DIRECTIONS: Reproduce each entry below in full, exactly as it was given.

INPUT RECORDS:
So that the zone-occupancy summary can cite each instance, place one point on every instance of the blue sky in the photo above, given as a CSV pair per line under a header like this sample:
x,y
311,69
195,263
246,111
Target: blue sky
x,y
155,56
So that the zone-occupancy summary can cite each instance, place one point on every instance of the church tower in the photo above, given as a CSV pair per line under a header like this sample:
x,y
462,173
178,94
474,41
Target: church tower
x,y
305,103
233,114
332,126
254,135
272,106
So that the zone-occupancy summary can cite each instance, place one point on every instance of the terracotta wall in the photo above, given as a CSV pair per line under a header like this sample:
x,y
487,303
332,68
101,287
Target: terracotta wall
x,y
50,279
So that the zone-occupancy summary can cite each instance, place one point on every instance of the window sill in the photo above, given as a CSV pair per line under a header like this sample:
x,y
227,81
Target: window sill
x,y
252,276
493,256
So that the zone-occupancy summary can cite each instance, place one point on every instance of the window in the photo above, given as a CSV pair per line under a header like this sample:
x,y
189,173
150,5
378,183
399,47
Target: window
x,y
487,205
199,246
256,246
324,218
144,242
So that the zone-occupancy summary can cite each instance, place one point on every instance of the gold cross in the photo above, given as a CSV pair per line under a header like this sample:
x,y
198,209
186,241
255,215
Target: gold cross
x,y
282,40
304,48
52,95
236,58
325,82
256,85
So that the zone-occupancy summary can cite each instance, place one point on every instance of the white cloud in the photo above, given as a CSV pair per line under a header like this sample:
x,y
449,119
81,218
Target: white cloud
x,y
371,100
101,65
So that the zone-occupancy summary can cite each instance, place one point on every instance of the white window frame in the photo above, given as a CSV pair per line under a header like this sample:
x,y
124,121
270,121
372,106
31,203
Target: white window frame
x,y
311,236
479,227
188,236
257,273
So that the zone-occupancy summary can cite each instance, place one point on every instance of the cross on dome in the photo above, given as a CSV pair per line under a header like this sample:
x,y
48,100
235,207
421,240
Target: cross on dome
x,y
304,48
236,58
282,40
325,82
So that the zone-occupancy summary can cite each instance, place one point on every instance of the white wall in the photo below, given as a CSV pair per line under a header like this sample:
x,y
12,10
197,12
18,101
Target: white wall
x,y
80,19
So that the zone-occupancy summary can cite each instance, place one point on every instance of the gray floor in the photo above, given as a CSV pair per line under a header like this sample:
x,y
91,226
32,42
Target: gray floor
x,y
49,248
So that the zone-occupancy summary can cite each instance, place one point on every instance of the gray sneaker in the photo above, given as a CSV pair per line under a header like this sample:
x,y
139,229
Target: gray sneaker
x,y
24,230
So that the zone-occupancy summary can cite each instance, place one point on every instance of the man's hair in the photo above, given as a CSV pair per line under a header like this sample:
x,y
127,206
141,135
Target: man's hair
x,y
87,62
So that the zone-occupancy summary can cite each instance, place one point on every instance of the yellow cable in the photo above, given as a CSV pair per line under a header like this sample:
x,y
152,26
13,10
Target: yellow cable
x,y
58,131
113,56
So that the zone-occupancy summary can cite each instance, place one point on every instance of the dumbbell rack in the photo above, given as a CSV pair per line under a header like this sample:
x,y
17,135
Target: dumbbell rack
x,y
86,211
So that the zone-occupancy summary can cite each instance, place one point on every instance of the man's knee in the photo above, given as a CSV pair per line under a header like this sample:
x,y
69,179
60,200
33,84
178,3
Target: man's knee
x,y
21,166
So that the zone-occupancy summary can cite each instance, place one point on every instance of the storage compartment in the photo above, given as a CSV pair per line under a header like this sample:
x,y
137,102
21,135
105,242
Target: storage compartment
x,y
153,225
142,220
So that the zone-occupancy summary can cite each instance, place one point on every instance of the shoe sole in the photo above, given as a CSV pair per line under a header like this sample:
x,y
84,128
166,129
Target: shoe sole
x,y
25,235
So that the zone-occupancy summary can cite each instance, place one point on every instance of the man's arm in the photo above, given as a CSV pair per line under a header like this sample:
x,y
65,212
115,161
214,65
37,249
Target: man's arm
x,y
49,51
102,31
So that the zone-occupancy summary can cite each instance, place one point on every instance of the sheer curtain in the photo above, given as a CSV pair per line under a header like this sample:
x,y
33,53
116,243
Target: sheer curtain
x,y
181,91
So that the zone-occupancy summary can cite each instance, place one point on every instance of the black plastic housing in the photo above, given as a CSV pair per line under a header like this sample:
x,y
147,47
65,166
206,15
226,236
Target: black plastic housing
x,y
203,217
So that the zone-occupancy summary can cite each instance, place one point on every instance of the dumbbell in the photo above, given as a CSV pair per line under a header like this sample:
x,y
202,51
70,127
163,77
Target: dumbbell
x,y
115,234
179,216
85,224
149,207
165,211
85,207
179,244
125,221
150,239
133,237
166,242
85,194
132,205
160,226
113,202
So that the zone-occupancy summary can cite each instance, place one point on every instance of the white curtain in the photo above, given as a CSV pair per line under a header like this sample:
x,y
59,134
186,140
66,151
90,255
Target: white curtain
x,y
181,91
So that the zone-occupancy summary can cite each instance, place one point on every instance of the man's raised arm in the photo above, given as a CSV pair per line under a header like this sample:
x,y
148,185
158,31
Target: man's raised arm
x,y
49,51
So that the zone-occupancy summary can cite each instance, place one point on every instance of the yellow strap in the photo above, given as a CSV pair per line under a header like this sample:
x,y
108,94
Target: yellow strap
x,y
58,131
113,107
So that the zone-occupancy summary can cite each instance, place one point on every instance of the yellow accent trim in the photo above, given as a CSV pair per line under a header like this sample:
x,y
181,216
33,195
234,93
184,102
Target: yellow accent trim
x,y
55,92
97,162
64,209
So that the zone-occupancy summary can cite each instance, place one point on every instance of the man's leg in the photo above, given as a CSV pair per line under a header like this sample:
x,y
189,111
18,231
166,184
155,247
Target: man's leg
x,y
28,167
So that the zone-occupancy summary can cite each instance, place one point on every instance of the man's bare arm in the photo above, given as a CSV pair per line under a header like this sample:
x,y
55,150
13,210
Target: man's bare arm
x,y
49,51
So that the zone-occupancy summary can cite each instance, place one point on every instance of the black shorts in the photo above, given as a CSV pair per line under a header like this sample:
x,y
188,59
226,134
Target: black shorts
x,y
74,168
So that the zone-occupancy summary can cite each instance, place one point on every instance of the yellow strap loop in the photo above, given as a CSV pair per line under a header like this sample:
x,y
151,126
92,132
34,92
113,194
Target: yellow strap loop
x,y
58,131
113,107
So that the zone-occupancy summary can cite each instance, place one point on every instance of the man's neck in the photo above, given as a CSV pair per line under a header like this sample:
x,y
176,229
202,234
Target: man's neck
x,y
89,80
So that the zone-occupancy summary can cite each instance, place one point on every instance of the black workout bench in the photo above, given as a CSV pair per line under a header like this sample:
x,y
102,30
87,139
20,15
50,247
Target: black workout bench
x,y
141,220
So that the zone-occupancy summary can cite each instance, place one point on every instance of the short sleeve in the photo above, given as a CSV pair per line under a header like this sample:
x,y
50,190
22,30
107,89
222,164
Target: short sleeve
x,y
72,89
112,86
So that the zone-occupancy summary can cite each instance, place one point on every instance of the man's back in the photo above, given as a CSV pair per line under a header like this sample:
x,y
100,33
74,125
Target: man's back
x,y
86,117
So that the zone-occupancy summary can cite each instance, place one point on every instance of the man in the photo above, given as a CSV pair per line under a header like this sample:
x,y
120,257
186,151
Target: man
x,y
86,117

RESPONSE BELOW:
So that the zone-occupancy summary can cite each instance, place one point on every instance of the blue sky in the photo above, given as a CSV pair per line under a header like this sample:
x,y
311,69
195,263
246,111
Target: blue sky
x,y
155,56
So that the zone-occupancy summary can cite each instance, place one point on every instance of the church tower in the photo above, given as a CSV pair per line under a header like this sample:
x,y
462,173
178,94
474,41
Target: church tower
x,y
305,103
233,114
332,126
254,135
272,106
So that the zone-occupancy summary can cite each instance, place one point on every instance of the terracotta wall in the photo above, given as a CSV pair per line under a header like this sample:
x,y
487,303
332,68
101,287
Target: terracotta wall
x,y
50,279
So that the zone-occupancy summary can cite each instance, place one point on every instance of the window sill in the photo above, given as a CSV pair per line under a header like this sample:
x,y
227,81
Target: window sill
x,y
252,276
493,256
So that the zone-occupancy summary can cite each instance, place one point on every instance of the window in the photo above, given as a CSV pair per line under a header like this sample:
x,y
189,173
150,5
378,183
399,47
Target: window
x,y
487,205
199,246
256,246
324,218
144,242
So that the zone-occupancy summary can cite each instance, place one point on every instance of the gold cross in the photo above, given as a CSV pair per line under a header like this sample:
x,y
198,209
186,241
255,215
Target: gold cross
x,y
282,40
304,48
52,95
236,58
325,82
256,85
So that the zone-occupancy summary can cite each instance, place one point on every instance of the white cloud in the photo above, given as a CSV pair per line under a header like this sample:
x,y
449,119
81,218
Target: white cloud
x,y
371,100
101,65
So that the zone-occupancy summary can cite each instance, place one point on every instance of the white window frame in the photo above, given as a CSV pair per line under a header like this sample:
x,y
124,121
270,121
372,106
31,203
Target: white window frame
x,y
311,236
479,227
188,236
257,273
So that the zone-occupancy summary can cite each instance, place one point on every instance of the cross on dome in the photo above, given as a CSV pair per line under a header like this sample:
x,y
48,100
235,207
421,240
Target: cross on dome
x,y
304,48
236,58
282,40
325,82
So that the zone-occupancy summary can cite each instance, place one point on every instance of the white wall in the photo below, given as a CSV pair per line under a header like this sample:
x,y
12,10
197,12
18,101
Target: white wall
x,y
80,19
So that the zone-occupancy summary can cite each instance, place one point on every instance of the gray floor in the photo above, given as a CSV pair per line under a header like this sample:
x,y
91,226
32,42
Target: gray floor
x,y
49,248
So that the zone-occupancy summary can cite each instance, place one point on every instance of the gray sneaker in the photo above, given as a CSV pair per line under a header like this sample:
x,y
139,229
Target: gray sneaker
x,y
24,230
So that the zone-occupancy summary can cite each instance, place one point on every instance of the man's hair in the photo above, given as a CSV pair per line under a header like this sample:
x,y
127,206
141,135
Target: man's hair
x,y
87,62
So that the zone-occupancy summary can cite each instance, place one point on every instance of the yellow cable in the photo above, given as a CSV pair per line under a header like this sample:
x,y
152,26
13,10
Target: yellow cable
x,y
58,131
113,56
So that the zone-occupancy summary can cite each instance, place one point on every instance of the dumbbell rack in the photo above, given as a CSV pair per line under a header like this sample:
x,y
17,135
Target: dumbbell rack
x,y
86,211
So that the zone-occupancy summary can cite each instance, place one point on every instance of the man's knee in the photo above, given as a CSV pair per line under a header like this sample:
x,y
69,179
60,200
33,84
178,3
Target: man's knee
x,y
21,166
So that the zone-occupancy summary can cite each instance, place one point on every instance of the storage compartment in the photo above, given as a CSV pair per line under a header like this sample:
x,y
137,102
21,135
105,242
Target: storage compartment
x,y
153,225
142,220
So that the zone-occupancy summary can cite each instance, place one point on every instance of the shoe sole in the photo above, given as a CSV pair per line under a header like this sample:
x,y
84,128
166,129
Target: shoe sole
x,y
25,235
So that the zone-occupancy summary can cite each instance, place one point on every instance of the man's arm in the photo above, given as a CSV pair per line under a header like this sample:
x,y
65,212
115,161
214,65
37,249
Target: man's arm
x,y
49,51
102,31
So that the zone-occupancy summary can cite each instance, place one point on every instance of the sheer curtain in the photo above, given as a CSV pair per line under a header like this sample:
x,y
33,53
116,243
Target: sheer curtain
x,y
181,91
So that the zone-occupancy summary can cite each instance, place one point on every instance of the black plastic housing in the photo above, given as a CSV pair per line under a header like this sample:
x,y
147,47
65,166
206,15
226,236
Target: black plastic housing
x,y
203,217
So that the zone-occupancy summary can cite each instance, place one point on every instance of the dumbbell in the photo above, given as a CSV pair per line under a header like this sample:
x,y
202,51
70,127
163,77
Target: dumbbell
x,y
115,234
179,216
85,224
149,207
165,211
85,207
179,244
125,221
150,239
133,237
166,242
85,194
132,205
160,226
113,202
So that the zone-occupancy summary can cite each instance, place one point on every instance of the white curtain in the photo above, given as a CSV pair per line under a header like this sample:
x,y
59,134
186,140
66,151
90,255
Target: white curtain
x,y
181,91
So that the zone-occupancy summary can cite each instance, place one point on every instance of the man's raised arm in the photo above, given as a CSV pair per line under a header like this sample:
x,y
148,185
158,31
Target: man's raised arm
x,y
49,51
So that the zone-occupancy summary can cite each instance, place one point on every instance of the yellow strap in the photo above, given as a CSV pair per line under a header like this sample:
x,y
108,94
Target: yellow strap
x,y
58,131
113,107
So that the zone-occupancy summary can cite each instance, place one point on every instance of the yellow accent trim in the photo above, given as a CSV pair per line under a header like this sample:
x,y
181,216
33,195
234,93
184,102
Target: yellow accent trim
x,y
55,92
97,162
64,209
So that the zone-occupancy summary can cite each instance, place one point on every instance of the man's leg in the photo above, given as a CSV pair per line under a header like this sample:
x,y
189,111
18,231
166,184
155,247
Target: man's leg
x,y
28,167
So that the zone-occupancy summary can cite each instance, place one point on every instance of the man's bare arm in the photo above, given as a CSV pair per line under a header like this sample:
x,y
55,150
13,210
Target: man's bare arm
x,y
49,51
So that the zone-occupancy summary can cite each instance, place one point on every instance of the black shorts in the photo above, given as a CSV pair per line under a header like this sample:
x,y
188,59
226,134
Target: black shorts
x,y
74,168
So that the zone-occupancy summary can cite each instance, place one point on every instance of the yellow strap loop in the photo above, given as a CSV pair per line under a header like this sample:
x,y
151,126
92,132
34,92
113,194
Target: yellow strap loop
x,y
58,131
113,107
So that the zone-occupancy summary can cite each instance, place one point on every instance of the man's neck in the photo above, given as a CSV pair per line under a header like this sample:
x,y
176,229
202,234
Target: man's neck
x,y
89,80
So that the zone-occupancy summary can cite each instance, place one point on every instance of the black workout bench in the photo above, given as a CSV pair per line under a header like this sample:
x,y
102,30
87,139
20,15
50,247
Target: black workout bench
x,y
141,220
So that the zone-occupancy summary can cite each instance, place one point on every instance of the short sleeve in the photo above, given as a CSV pair per line under a header like this sample:
x,y
50,190
22,30
107,89
222,164
Target: short sleeve
x,y
72,89
112,86
So that the zone-occupancy summary can cite each instance, place one point on every instance of the man's back in the photo above, given as a CSV pair per line under a header like this sample:
x,y
100,33
74,125
Target: man's back
x,y
86,117
So that the zone-occupancy summary can cite each instance, place one point on every instance of the man in the photo above, given as a CSV pair per line under a header like this sample:
x,y
120,257
186,151
Target: man
x,y
86,117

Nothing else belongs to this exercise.